INSTRUCTIONS FOR THE TASK:
Rewrite all of the rows below, substituting "box coordinates" for every occurrence of "pixel coordinates" and leaving everything else unchanged.

DATASET RECORDS:
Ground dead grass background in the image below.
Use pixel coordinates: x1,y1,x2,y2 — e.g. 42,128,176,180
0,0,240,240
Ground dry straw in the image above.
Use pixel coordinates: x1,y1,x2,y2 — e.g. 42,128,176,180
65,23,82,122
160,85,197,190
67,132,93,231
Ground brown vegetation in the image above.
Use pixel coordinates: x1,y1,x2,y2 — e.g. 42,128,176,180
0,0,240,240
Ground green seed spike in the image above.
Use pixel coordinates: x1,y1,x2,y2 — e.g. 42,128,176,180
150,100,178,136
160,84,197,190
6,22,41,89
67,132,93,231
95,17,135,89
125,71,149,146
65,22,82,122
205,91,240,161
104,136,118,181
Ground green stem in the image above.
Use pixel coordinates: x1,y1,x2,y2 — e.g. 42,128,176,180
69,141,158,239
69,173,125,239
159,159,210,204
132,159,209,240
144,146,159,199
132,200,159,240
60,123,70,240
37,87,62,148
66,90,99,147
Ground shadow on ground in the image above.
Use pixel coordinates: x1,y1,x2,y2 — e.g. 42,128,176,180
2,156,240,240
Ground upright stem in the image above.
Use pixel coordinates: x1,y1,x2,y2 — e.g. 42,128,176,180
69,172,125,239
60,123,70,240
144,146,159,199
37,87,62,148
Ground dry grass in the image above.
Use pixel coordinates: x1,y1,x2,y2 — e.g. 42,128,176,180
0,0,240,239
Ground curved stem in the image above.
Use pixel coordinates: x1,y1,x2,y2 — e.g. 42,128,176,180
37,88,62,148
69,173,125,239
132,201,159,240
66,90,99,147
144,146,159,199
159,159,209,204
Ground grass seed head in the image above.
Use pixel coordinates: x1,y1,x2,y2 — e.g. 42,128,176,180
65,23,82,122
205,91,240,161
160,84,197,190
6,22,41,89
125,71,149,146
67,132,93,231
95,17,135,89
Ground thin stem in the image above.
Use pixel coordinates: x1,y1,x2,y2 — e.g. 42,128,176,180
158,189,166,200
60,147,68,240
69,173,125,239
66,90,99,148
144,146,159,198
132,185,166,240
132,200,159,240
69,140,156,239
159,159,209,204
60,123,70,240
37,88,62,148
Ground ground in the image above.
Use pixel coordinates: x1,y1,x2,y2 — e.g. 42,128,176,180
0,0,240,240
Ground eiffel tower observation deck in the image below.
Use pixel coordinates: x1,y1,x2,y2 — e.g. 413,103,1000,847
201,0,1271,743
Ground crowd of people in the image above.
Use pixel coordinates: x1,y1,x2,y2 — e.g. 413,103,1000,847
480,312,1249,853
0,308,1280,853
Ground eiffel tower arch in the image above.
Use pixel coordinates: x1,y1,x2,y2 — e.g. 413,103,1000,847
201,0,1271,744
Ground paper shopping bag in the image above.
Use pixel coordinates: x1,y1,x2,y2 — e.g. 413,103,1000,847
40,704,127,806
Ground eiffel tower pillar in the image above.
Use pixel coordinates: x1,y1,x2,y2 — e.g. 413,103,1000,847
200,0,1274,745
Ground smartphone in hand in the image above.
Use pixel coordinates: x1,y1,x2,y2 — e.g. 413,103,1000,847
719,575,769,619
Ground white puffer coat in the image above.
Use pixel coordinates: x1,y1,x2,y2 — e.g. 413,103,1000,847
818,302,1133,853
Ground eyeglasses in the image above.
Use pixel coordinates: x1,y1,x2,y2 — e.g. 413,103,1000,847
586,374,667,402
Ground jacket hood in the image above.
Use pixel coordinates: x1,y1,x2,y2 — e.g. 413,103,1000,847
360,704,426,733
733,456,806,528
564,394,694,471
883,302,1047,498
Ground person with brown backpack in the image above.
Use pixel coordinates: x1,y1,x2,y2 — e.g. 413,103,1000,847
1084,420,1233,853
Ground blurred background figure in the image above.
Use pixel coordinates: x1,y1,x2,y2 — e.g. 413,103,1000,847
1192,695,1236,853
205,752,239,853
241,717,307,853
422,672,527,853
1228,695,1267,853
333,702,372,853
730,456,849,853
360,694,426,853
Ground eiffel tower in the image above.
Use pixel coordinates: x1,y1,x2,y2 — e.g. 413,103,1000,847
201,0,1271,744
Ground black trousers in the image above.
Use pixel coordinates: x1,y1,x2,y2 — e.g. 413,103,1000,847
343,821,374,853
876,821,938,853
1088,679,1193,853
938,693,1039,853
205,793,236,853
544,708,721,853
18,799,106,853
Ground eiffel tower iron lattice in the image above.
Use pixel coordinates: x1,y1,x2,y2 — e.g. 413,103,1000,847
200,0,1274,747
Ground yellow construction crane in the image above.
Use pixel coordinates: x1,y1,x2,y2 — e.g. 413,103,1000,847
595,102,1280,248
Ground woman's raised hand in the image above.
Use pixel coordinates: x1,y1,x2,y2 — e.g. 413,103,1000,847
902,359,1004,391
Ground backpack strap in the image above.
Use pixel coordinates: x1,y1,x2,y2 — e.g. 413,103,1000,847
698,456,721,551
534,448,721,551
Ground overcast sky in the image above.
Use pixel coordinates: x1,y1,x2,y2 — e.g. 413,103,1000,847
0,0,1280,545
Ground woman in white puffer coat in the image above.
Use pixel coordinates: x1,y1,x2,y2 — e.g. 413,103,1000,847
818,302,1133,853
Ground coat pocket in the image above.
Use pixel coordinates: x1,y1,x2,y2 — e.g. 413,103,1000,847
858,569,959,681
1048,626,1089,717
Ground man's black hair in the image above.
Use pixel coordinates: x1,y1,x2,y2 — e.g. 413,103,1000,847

ANSWER TO THE TASK:
Ground dead grass background in the image below.
Use box coordinates: x1,y1,x2,y2 — e.g. 42,128,176,180
0,0,240,240
Ground dry straw in the image above.
Use box coordinates: x1,y1,x2,y2 — e.g. 42,128,176,180
65,23,82,122
160,85,197,190
67,132,93,231
Ground brown vegetation in the image above.
Use box coordinates: x1,y1,x2,y2 — e.g. 42,128,176,180
0,0,240,240
Ground green seed spike in the image above.
Use box coordinates: x1,y1,x2,y2 — e.g. 42,128,176,180
150,100,178,136
160,84,197,190
6,22,41,89
67,132,93,231
95,17,135,89
125,71,149,146
65,22,82,122
205,91,240,161
104,136,118,181
Ground green stem in the image above.
Use box coordinates: x1,y1,x2,y2 — e.g. 42,128,176,180
69,141,158,239
69,173,125,239
159,159,210,204
132,159,209,240
144,146,159,199
132,200,159,240
60,123,70,240
37,87,62,148
66,90,99,147
Ground shadow on ground in the image above.
Use box coordinates: x1,y1,x2,y2 — e.g. 42,128,176,180
2,156,240,240
Ground upright stem in the image above.
Use box coordinates: x1,y1,x2,y2 — e.g. 42,128,176,180
69,172,125,239
60,123,70,240
144,146,159,199
37,87,62,148
Ground dry grass in the image above.
Use box coordinates: x1,y1,x2,y2 — e.g. 42,128,176,180
0,0,240,239
Ground curved stem in the image above.
Use box coordinates: x1,y1,x2,y2 — e.g. 42,128,176,180
37,88,62,148
69,173,125,239
132,201,159,240
66,90,99,147
144,146,159,199
159,159,209,204
Ground grass seed head in the image above.
Use box coordinates: x1,y1,x2,y2 — e.g. 42,128,176,180
65,23,82,122
205,91,240,161
160,84,197,190
6,22,41,89
125,71,149,146
67,132,93,231
95,17,135,89
Ground thin stem in the image above.
Use box coordinates: x1,y1,x2,y2 — e.g. 42,128,176,180
158,189,166,200
60,147,68,240
69,173,125,239
66,90,99,148
144,146,159,198
132,185,166,240
132,200,159,240
69,140,156,239
159,159,209,204
60,123,70,240
37,88,62,148
Ground ground in the image above.
Use box coordinates: x1,y1,x2,y2 — e.g. 42,128,176,180
0,0,240,240
Ground eiffel tower observation deck in the image below.
Use box coordinates: x1,y1,x2,y2 — e.g. 413,103,1000,847
201,0,1271,743
Ground crowd of people in the image above.
Use box coordinates: x1,y1,x2,y2 — e.g. 413,103,1000,847
480,312,1249,853
0,308,1280,853
Ground eiffel tower arch in the image above.
Use box coordinates: x1,y1,x2,y2 — e.g. 413,103,1000,847
201,0,1271,744
Ground paper shopping bag in the image above.
Use box coordinates: x1,y1,x2,y2 — e.g. 413,103,1000,847
40,704,127,806
Ground eiffel tower pillar in the image above.
Use box coordinates: x1,y1,x2,y2 — e.g. 413,103,1000,847
200,0,1274,745
Ground smartphone in hand in the image above.
Use box coordinates: x1,y1,x2,y2 — e.g. 413,103,1000,847
719,575,769,619
Ground white puffer coat in the image above.
Use box coordinates: x1,y1,x2,y2 — e.g. 413,103,1000,847
818,302,1133,853
Ground eyeglasses in the image above.
Use box coordinates: x1,y1,x2,y2 — e.g. 413,103,1000,847
586,374,667,402
Ground jacket hood in the image above.
Use box coordinates: x1,y1,x2,y2 — e.g. 413,103,1000,847
360,704,426,733
733,456,806,528
564,394,694,471
883,302,1047,498
Ground person with brown backpack in the image above.
Use box coordinates: x1,y1,x2,y2 — e.g. 413,103,1000,847
1084,420,1233,853
Ground blurred background figure in the image above.
Use box coordinates: x1,y1,x2,y2 — e.g. 413,103,1000,847
1192,695,1236,853
205,752,239,853
241,717,307,853
422,672,527,853
1228,695,1267,853
333,702,372,853
730,456,849,853
360,694,426,853
Ground eiffel tower in the image above.
Use box coordinates: x1,y1,x2,y2 — e.g. 413,103,1000,847
201,0,1271,744
Ground black trousers in the image above.
Use box coordinates: x1,y1,x2,y2 — e.g. 413,103,1000,847
343,821,374,853
876,821,938,853
1088,679,1193,853
938,693,1039,853
205,793,236,853
544,708,721,853
18,799,106,853
Ground eiffel tower iron lattice in the image above.
Use box coordinates: x1,y1,x2,y2 — e.g. 413,103,1000,847
200,0,1274,747
Ground yellow construction crane in the image above.
Use box coordinates: x1,y1,x2,y2 — e.g. 413,103,1000,847
595,102,1280,248
Ground woman's raised hand in the image above.
Use box coordinates: x1,y1,x2,y2 — e.g. 413,103,1000,847
902,359,1004,391
Ground backpack strap in the image above.
Use box coordinates: x1,y1,x2,y2 — e.g. 413,103,1000,847
698,456,721,551
534,448,721,551
Ground overcast sky in the image above.
Use box coordinates: x1,y1,x2,y2 — e.g. 413,103,1000,847
0,0,1280,545
Ground woman in white puffer coat in the image above.
Use box coordinates: x1,y1,x2,y2 — e.g. 413,103,1000,847
818,302,1133,853
Ground coat pocket in the image above.
Use box coordinates: x1,y1,x2,y2 — e.g. 413,103,1000,847
858,569,959,681
1048,626,1089,717
Ground man's black hair in the image above.
Use box coordinates: x1,y1,x2,y2 — e.g. 413,103,1000,847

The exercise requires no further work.